### Brief
Quote every line as written. Omit pictures.

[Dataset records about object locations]

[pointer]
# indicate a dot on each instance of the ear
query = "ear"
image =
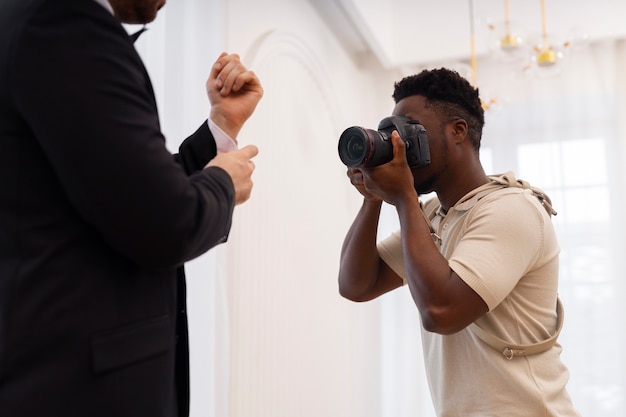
(460, 130)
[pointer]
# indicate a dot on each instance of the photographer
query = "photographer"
(480, 260)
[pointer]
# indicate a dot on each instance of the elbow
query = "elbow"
(440, 322)
(353, 292)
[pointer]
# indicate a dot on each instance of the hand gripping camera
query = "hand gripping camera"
(360, 147)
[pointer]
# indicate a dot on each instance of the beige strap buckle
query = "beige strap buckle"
(511, 353)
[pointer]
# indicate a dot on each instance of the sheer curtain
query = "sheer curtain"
(566, 135)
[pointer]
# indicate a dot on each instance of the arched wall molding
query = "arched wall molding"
(276, 43)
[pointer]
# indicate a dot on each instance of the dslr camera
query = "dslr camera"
(361, 147)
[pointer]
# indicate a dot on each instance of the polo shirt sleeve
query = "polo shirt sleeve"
(390, 251)
(503, 239)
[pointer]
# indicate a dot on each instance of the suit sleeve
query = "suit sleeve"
(197, 150)
(85, 95)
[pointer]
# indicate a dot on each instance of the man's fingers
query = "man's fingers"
(249, 151)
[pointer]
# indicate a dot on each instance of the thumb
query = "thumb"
(399, 146)
(249, 151)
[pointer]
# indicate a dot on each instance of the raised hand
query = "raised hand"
(234, 91)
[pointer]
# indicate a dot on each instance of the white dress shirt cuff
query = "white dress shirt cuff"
(223, 142)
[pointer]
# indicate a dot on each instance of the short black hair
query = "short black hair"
(449, 94)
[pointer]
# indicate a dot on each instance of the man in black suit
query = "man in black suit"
(97, 218)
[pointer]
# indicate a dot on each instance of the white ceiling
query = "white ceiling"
(402, 33)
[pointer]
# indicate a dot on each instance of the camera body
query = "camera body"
(361, 147)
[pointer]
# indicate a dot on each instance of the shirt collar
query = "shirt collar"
(105, 4)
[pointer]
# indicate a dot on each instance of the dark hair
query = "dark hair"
(448, 94)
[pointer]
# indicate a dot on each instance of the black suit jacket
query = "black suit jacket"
(96, 220)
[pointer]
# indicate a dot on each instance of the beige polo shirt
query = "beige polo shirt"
(501, 242)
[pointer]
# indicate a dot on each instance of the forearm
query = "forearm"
(428, 274)
(359, 262)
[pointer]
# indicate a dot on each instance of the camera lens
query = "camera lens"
(354, 147)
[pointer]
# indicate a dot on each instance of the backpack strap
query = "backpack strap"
(508, 180)
(511, 350)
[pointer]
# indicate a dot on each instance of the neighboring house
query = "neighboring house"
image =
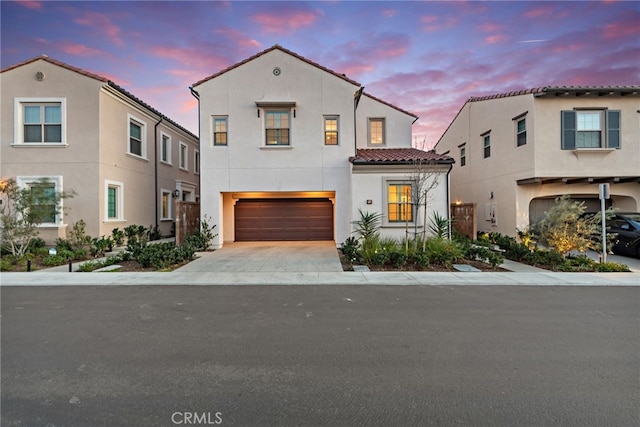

### Task output
[pointer]
# indicate a dot on each instance of the ear
query = "ear"
image =
(460, 130)
[pointer]
# indicate a dot on each instance of the photographer
query = "photographer"
(480, 260)
[pointer]
# indicate a dot on each instance of the elbow
query = "elbow"
(440, 322)
(353, 292)
[pointer]
# indicate a dot on each instance of the hand gripping camera
query = "hand gripping camera"
(360, 147)
[pointer]
# indicate a dot on each instance of the beige strap buckle
query = "beige strap buckle"
(511, 353)
[pointer]
# indicate a dot on each instance of the sheer curtain
query = "sheer curtain"
(566, 135)
[pointer]
# indicate a dot on each instance of the arched wall molding
query = "arched wall molding"
(276, 43)
[pointer]
# indicate a dot on each instance of the dslr camera
query = "dslr camera"
(361, 147)
[pointer]
# indicate a dot on each instance of the polo shirt sleeve
query = "polo shirt sleeve"
(390, 251)
(503, 239)
[pointer]
# indicate a dot on each instance of the suit sleeve
query = "suit sleeve"
(197, 150)
(85, 95)
[pointer]
# indicate a dot on each instance of the man's fingers
query = "man's fingers"
(249, 151)
[pointer]
# indicate a dot on each instance of the thumb
query = "thumb"
(399, 146)
(249, 151)
[pointer]
# indicate a dot on each instance of the raised hand
query = "raised hand"
(234, 91)
[pointer]
# indicate a dot on each instance of the white dress shirt cuff
query = "white dress shirt cuff"
(223, 142)
[pointer]
# indicate a dot on each instance of the short black hair
query = "short black hair"
(449, 94)
[pointer]
# indicate a dot on each instance of the man in black suit
query = "man in black suit"
(97, 218)
[pointer]
# indicate a dot on each instance of the white ceiling
query = "white ceiling"
(402, 33)
[pointer]
# indicate a dot on each instance of the camera body
query = "camera body"
(361, 147)
[pointer]
# indicate a dot on each instance of the shirt collar
query = "shirt collar"
(105, 4)
[pointer]
# indicate a dot on each instance of the dark hair
query = "dark hair"
(448, 94)
[pointer]
# indicate a dot on each instance of the black suit jacket
query = "black suit jacket"
(96, 220)
[pointer]
# indicate a dot on each instance of the beige polo shirt
query = "beige polo shirt"
(501, 242)
[pointer]
# indicate a dot on each instance of the forearm
query = "forearm"
(428, 274)
(359, 262)
[pointer]
# indicate a dot on each instance of the camera lens
query = "camera lens"
(354, 147)
[pointer]
# indicate a dot on each instance of the backpack strap
query = "backpack strap"
(508, 180)
(511, 350)
[pointer]
# indicate a dot on each instance of the neighboring house
query = "neighboring house"
image =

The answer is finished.